Scan the lines below for the word "wheel". Copy each line you find it in.

===== Provided data =====

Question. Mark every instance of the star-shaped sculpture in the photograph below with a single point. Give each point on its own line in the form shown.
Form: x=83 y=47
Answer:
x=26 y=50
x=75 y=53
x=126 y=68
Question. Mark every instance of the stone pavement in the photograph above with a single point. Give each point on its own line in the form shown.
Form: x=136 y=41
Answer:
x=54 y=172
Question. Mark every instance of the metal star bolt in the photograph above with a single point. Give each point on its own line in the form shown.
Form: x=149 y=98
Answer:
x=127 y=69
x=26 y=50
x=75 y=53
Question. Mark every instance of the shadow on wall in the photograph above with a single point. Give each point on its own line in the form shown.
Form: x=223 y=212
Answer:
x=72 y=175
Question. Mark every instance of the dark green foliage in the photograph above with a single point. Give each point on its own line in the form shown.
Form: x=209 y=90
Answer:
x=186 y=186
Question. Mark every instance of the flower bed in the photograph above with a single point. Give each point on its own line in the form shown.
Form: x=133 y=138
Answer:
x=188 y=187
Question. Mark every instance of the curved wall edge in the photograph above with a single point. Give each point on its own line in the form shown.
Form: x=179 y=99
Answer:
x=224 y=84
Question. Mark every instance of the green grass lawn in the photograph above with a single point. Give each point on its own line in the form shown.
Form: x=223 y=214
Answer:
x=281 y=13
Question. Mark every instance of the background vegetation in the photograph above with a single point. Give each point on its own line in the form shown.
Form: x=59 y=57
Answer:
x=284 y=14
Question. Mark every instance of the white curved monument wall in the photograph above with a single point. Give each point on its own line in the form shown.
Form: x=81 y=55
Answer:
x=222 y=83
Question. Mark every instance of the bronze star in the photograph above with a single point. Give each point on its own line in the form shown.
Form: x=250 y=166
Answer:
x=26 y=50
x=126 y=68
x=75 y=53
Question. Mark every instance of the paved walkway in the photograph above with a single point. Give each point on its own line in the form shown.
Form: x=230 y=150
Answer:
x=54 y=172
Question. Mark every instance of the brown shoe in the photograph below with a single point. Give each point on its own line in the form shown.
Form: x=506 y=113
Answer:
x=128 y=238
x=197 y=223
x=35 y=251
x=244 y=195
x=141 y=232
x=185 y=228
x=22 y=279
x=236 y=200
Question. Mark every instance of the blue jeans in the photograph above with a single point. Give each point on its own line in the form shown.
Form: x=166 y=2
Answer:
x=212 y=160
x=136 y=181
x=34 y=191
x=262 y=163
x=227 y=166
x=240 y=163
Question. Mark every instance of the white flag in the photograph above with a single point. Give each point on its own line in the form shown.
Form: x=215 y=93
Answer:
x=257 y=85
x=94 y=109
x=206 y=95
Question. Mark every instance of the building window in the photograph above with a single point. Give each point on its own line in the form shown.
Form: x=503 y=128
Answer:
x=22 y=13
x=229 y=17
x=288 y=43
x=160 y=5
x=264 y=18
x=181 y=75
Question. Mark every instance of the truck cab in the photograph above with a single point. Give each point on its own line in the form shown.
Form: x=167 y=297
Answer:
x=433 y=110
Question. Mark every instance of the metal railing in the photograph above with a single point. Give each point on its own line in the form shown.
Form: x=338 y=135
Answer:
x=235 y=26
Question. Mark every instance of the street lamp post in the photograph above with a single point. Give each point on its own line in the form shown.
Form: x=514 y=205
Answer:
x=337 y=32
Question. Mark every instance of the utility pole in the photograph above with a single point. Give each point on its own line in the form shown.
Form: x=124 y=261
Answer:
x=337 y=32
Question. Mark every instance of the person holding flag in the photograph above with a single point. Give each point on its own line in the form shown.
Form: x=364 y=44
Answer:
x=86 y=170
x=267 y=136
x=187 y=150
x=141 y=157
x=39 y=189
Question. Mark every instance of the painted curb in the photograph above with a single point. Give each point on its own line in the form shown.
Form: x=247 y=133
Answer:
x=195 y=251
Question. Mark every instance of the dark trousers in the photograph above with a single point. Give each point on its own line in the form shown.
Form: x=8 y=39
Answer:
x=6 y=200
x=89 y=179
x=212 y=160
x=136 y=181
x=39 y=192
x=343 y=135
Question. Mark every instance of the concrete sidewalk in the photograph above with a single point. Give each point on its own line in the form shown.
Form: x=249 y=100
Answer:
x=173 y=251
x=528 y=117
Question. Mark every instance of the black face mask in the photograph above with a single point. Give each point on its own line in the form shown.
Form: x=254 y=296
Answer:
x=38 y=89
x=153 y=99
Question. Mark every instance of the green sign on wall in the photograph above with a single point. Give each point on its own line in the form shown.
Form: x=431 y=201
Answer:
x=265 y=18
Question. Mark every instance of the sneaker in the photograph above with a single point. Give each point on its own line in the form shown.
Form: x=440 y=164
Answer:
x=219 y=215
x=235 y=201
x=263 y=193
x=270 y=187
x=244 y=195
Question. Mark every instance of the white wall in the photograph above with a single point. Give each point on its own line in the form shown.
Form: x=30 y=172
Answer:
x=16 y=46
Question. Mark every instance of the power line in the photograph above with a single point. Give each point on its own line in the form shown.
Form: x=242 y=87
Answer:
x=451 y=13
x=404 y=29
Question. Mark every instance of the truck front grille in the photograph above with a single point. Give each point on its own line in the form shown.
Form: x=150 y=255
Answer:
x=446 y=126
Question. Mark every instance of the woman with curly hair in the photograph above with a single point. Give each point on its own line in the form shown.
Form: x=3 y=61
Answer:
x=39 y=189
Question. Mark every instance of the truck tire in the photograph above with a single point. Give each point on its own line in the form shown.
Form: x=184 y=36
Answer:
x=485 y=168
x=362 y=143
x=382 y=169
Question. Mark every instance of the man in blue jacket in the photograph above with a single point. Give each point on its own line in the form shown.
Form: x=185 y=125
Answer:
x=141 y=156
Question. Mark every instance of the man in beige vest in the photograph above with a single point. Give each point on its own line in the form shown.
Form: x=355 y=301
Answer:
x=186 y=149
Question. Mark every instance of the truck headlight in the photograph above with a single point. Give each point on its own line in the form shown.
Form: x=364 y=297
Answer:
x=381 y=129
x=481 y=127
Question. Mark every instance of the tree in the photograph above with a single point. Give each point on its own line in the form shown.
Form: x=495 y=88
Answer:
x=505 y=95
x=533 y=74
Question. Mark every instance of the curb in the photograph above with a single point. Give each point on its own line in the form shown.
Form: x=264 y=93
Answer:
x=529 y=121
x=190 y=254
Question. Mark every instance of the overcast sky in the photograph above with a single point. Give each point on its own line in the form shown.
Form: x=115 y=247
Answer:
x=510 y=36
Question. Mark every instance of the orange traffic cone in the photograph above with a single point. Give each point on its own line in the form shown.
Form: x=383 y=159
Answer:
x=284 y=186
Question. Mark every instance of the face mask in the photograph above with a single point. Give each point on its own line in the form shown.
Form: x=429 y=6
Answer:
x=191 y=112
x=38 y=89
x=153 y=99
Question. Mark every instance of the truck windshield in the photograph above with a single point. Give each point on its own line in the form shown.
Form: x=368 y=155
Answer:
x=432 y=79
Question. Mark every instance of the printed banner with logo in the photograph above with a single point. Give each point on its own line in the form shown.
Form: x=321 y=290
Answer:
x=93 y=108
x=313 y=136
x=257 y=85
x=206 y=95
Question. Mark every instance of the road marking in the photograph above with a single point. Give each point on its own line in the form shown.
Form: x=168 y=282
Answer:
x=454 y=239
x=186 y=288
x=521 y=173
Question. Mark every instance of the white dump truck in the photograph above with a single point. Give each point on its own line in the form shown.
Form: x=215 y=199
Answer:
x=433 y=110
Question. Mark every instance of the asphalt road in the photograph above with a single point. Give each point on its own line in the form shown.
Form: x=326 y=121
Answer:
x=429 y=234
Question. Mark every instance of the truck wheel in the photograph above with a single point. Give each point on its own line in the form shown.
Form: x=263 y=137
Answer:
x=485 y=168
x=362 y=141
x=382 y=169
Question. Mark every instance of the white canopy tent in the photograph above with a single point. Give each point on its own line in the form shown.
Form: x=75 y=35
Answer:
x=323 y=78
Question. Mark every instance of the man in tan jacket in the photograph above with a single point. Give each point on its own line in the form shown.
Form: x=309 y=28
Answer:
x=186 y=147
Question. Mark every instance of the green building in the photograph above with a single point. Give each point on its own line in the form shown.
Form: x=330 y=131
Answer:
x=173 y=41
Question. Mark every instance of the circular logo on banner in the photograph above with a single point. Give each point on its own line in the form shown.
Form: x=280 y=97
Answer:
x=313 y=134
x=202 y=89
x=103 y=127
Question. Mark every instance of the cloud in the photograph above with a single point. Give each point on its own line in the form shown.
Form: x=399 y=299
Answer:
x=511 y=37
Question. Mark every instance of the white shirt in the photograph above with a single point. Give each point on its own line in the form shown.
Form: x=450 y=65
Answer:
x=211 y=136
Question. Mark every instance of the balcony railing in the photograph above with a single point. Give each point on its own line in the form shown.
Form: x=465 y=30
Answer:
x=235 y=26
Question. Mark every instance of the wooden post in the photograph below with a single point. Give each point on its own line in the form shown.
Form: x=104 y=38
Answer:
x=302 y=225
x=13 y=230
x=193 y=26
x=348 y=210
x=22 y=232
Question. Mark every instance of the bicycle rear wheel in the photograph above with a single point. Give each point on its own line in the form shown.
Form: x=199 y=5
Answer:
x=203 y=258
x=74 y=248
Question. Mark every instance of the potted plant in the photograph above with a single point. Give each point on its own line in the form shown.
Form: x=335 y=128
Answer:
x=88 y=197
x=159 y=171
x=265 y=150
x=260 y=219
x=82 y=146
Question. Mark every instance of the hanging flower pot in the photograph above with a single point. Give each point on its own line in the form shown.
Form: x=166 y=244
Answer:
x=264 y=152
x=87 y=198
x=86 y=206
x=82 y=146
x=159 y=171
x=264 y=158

=====

Your solution:
Question. Mark every instance of the truck wheel in the photograph above with a single point. Give each point on its own line in the form shown.
Question. Mark every instance of the bicycle rear wheel in the photograph above with a single point. Give each point on its own line in the form shown.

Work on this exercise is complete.